• CONSIGNES
(a) D'après le texte consacré à l'amulette en forme d'œil-Oudjat, qui a reconstitué l'œil d'Horus ?
(b) Résumez plus brièvement le paragraphe du texte qui commence par « Cette amulette en forme d'œil-Oudjat », en conservant ses faits essentiels.

Egypte > provenance inconnue

Nouvel Empire, probablement

[VOIR CHRONOLOGIE]

H. 2,4 CM : L. 2 CM ; P. 5,1 CM

Pierre noire, peut-être obsidienne

Co. 5940

Commentaire

Etat de conservation

L’œuvre est en bon état de conservation. Il n’y a pas de cassure ni d’éclat visible et sa surface est parfaitement lisse. De la terre de fouille est incrustée dans les plis.

Description

Cette amulette en forme d’œil-Oudjat a été réalisée dans une pierre noire de type obsidienne. L’œil-Oudjat, très répandu en Egypte ancienne, est aujourd’hui l’un des symboles les plus connus et représentatifs de cette civilisation. Il s’agit d’un œil humain fardé sous lequel se trouve une « moustache », terme ornithologique désignant les plumes sombres figurant la joue du faucon. Ce symbole trouve son origine dans la légende d’Horus et Seth. Cet œil est en fait celui que Seth avait arraché à Horus lors de leur combat mythique, puis déchiré en six morceaux. L’œil du malheureux Horus fut reconstitué par Thot et rendu à son propriétaire.

• DONNÉES
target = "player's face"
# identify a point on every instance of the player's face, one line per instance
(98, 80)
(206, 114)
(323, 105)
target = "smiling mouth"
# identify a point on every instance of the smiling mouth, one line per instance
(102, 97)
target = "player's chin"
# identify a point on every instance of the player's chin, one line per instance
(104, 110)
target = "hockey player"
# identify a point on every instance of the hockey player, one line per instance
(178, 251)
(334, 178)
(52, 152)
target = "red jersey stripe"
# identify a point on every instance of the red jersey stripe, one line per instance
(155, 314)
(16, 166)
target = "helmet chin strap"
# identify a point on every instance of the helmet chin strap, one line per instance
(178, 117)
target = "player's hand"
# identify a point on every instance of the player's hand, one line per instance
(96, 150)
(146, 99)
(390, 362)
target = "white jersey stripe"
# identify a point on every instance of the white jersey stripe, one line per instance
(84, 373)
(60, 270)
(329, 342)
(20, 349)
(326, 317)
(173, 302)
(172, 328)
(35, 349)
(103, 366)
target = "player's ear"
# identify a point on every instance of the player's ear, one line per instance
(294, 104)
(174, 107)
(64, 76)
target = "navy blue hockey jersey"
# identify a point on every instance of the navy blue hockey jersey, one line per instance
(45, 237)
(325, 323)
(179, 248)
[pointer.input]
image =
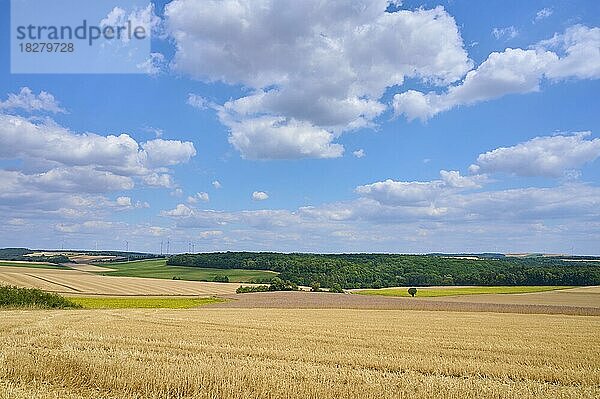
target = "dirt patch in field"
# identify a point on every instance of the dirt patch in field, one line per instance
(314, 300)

---

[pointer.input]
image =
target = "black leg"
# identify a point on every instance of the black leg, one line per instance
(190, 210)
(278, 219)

---

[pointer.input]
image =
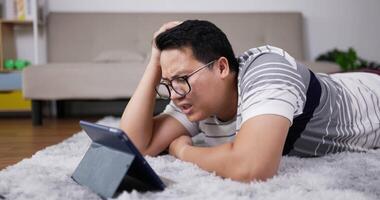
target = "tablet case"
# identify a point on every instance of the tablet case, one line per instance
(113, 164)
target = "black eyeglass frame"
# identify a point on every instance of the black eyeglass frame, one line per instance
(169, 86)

• CORRIGÉ
(a) Thot.

(b) Cette amulette en forme d'œil-Oudjat est taillée dans une pierre noire de type obsidienne. Très répandu en Égypte ancienne, l'œil-Oudjat est aujourd'hui l'un des symboles les plus connus de cette civilisation. Il figure un œil humain fardé au-dessus d'une « moustache », c'est-à-dire les plumes sombres de la joue du faucon. Il vient de la légende d'Horus et Seth : au cours de leur combat, Seth arracha l'œil d'Horus et le déchira en six morceaux. Thot le reconstitua ensuite et le rendit à Horus.